WHAT IS NEEDED -
Copy each of the rows below word for word.

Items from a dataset
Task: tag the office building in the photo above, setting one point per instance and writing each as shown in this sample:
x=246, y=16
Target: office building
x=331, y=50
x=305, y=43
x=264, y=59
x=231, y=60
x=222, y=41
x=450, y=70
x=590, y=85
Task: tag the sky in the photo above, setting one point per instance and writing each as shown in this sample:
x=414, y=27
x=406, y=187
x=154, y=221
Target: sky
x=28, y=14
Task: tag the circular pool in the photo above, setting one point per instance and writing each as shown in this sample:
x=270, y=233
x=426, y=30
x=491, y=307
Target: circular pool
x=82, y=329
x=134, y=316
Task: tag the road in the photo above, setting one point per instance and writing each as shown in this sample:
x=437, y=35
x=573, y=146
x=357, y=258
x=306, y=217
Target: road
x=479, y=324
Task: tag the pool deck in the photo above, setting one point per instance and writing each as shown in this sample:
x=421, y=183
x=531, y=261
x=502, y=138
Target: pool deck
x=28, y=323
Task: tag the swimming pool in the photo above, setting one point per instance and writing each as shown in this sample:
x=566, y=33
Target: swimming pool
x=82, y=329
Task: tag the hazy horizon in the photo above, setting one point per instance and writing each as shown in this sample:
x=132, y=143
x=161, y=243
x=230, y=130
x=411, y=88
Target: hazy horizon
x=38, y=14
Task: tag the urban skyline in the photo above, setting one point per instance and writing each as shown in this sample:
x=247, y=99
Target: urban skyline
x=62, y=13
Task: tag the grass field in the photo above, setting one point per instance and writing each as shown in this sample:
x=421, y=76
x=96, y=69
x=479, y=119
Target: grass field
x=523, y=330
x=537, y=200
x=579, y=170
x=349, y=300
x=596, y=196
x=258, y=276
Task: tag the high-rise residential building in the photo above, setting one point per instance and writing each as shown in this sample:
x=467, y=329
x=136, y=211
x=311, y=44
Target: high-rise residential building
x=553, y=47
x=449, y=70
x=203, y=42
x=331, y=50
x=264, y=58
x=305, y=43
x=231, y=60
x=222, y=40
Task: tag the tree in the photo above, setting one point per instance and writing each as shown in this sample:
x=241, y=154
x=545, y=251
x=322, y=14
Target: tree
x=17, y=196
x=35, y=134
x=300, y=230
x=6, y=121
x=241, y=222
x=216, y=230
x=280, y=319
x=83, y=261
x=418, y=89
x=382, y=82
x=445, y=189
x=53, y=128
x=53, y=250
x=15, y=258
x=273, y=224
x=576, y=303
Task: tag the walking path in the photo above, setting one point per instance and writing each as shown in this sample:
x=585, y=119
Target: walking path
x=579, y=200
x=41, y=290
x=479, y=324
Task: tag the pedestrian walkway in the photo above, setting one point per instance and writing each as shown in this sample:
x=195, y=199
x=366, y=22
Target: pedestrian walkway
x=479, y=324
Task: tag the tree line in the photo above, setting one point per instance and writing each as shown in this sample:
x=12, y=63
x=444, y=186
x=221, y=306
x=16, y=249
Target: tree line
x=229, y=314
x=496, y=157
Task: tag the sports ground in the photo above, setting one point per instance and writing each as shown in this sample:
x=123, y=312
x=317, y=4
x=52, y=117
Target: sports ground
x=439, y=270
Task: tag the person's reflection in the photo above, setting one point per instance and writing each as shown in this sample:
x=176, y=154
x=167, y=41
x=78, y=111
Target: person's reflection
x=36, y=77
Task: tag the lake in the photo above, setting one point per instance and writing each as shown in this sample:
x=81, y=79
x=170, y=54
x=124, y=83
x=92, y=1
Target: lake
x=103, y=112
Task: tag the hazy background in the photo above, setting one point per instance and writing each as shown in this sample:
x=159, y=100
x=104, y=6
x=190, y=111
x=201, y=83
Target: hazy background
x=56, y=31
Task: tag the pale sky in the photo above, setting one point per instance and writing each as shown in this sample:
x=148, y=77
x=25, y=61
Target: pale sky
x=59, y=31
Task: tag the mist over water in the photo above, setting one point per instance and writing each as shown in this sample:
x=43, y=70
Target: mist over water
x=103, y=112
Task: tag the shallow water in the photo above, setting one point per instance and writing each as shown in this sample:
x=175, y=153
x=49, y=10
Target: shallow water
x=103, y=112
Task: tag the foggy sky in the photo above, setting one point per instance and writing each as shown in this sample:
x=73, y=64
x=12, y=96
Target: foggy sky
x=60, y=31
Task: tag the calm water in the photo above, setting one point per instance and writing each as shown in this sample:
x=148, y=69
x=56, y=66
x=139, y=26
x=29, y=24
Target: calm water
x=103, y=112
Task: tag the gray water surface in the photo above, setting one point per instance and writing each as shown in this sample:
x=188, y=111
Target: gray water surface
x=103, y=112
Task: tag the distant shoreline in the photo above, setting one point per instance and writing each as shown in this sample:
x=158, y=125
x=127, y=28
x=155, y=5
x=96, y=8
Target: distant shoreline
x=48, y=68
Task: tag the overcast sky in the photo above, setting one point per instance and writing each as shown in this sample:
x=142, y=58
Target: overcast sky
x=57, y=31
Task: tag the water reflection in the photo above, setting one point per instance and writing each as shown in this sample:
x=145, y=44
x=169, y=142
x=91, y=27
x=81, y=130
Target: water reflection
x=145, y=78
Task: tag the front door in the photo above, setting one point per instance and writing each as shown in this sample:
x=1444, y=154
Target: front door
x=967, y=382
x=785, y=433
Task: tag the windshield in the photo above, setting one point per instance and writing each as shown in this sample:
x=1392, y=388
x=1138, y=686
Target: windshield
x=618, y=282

OUTPUT OF THE TASK -
Task: tag the office building in the photo above, setting one point per instance and writing each as shown in this sample:
x=246, y=16
Target: office building
x=331, y=50
x=305, y=43
x=264, y=59
x=231, y=60
x=222, y=41
x=450, y=70
x=590, y=85
Task: tag the sky in the photo above, setting one point per instance and writing each as shown in this sample:
x=414, y=27
x=406, y=187
x=154, y=221
Target: sky
x=28, y=14
Task: tag the circular pool in the photo above, setting one point per instance and writing each as shown in this sample:
x=270, y=233
x=426, y=30
x=491, y=307
Target: circular pool
x=82, y=329
x=134, y=316
Task: tag the road in the photo above, setting one point per instance and writing each as shown in this sample:
x=437, y=35
x=573, y=146
x=357, y=258
x=306, y=217
Target: road
x=479, y=324
Task: tag the pool deck in the photo above, setting one point per instance and writing each as shown in this sample:
x=421, y=183
x=531, y=261
x=502, y=138
Target: pool deck
x=28, y=323
Task: tag the swimming pool in the photo above, setting one point per instance and writing each as shown in this sample:
x=566, y=33
Target: swimming pool
x=82, y=329
Task: tag the hazy horizon in the photo above, setting one point per instance and writing each as shown in this sample:
x=132, y=143
x=161, y=243
x=230, y=130
x=411, y=88
Target: hazy horizon
x=38, y=14
Task: tag the urban skyline in the photo above, setting one point per instance and writing each as shown in this sample:
x=247, y=99
Target: urban skyline
x=62, y=13
Task: tag the grass field in the photo above, setting one point per instance and writing each as shown in this sample:
x=421, y=76
x=96, y=69
x=479, y=119
Target: grass field
x=523, y=330
x=537, y=200
x=579, y=170
x=349, y=300
x=596, y=196
x=258, y=276
Task: tag the high-rise residential building in the photo above, setting one point per instance and writing each as shown in this sample:
x=467, y=329
x=136, y=211
x=311, y=44
Target: high-rise residential building
x=553, y=47
x=449, y=70
x=203, y=42
x=331, y=50
x=264, y=58
x=305, y=43
x=231, y=60
x=222, y=40
Task: tag the tree in the photo above, setting one point per instance and writing each as shown in this sample:
x=241, y=154
x=545, y=251
x=322, y=14
Target: tree
x=17, y=196
x=35, y=134
x=300, y=230
x=6, y=121
x=241, y=222
x=216, y=230
x=280, y=319
x=83, y=261
x=418, y=89
x=382, y=82
x=445, y=189
x=53, y=128
x=53, y=250
x=15, y=258
x=273, y=224
x=576, y=303
Task: tag the walking path in the photo above, setting one point per instance and writing each as shown in this sample:
x=585, y=119
Target: walking path
x=579, y=200
x=41, y=290
x=479, y=324
Task: tag the pedestrian walkway in the photo above, setting one point per instance and writing each as shown in this sample:
x=195, y=199
x=366, y=22
Target: pedestrian walkway
x=479, y=324
Task: tag the tree line in the photo above, setting one point per instance and writing each as shown in this sample:
x=12, y=63
x=444, y=186
x=221, y=306
x=16, y=249
Target: tree line
x=229, y=314
x=496, y=157
Task: tag the sports ground in the photo above, setting one point per instance and writing each as shown in this sample:
x=123, y=312
x=317, y=4
x=52, y=117
Target: sports ground
x=439, y=270
Task: tag the person's reflection in the photo above, setting one point per instance and writing each as shown in this sample:
x=176, y=154
x=167, y=41
x=78, y=111
Target: person's reflection
x=36, y=77
Task: tag the lake in the photo above, setting one point per instance and writing each as shown in this sample:
x=81, y=79
x=170, y=54
x=124, y=83
x=92, y=1
Target: lake
x=103, y=112
Task: tag the hazy background in the photo above, setting one point per instance and writing each as shown in this sample:
x=159, y=100
x=104, y=6
x=190, y=111
x=201, y=83
Target: hazy background
x=56, y=31
Task: tag the pale sky in the photo above, setting one point per instance and writing each as shown in this sample:
x=148, y=77
x=25, y=61
Target: pale sky
x=59, y=31
Task: tag the mist over water in the photo above, setting one point per instance and writing each as shown in this sample:
x=43, y=70
Target: mist over water
x=103, y=112
Task: tag the shallow water in the photo above, setting one point per instance and writing each as shown in this sample:
x=175, y=153
x=49, y=10
Target: shallow water
x=103, y=112
Task: tag the foggy sky in the photo above, setting one point per instance and writing each as shown in this sample:
x=73, y=64
x=12, y=96
Target: foggy sky
x=60, y=31
Task: tag the calm water in the photo above, setting one point per instance and writing each as shown in this sample:
x=148, y=69
x=56, y=66
x=139, y=26
x=29, y=24
Target: calm water
x=103, y=112
Task: tag the gray water surface in the photo above, setting one point per instance and writing each as shown in this sample:
x=188, y=111
Target: gray water surface
x=103, y=112
Task: tag the distant shoreline in the photo above, setting one point per instance and writing each as shown in this sample:
x=158, y=125
x=127, y=28
x=155, y=5
x=96, y=8
Target: distant shoreline
x=48, y=68
Task: tag the overcast sky in the photo above, setting one point per instance and writing each as shown in this sample:
x=142, y=58
Target: overcast sky
x=57, y=31
Task: tag the water reflection in the photo above, setting one point per instance and writing each as shown in this sample:
x=145, y=44
x=169, y=142
x=91, y=27
x=81, y=130
Target: water reflection
x=145, y=78
Task: tag the front door in the photo above, setting one point per instance and writing each as shown in this sample:
x=1444, y=154
Target: front door
x=967, y=382
x=785, y=433
Task: tag the windshield in the photo above, setting one point per instance and writing each as shown in this sample:
x=1392, y=388
x=1138, y=686
Target: windshield
x=618, y=282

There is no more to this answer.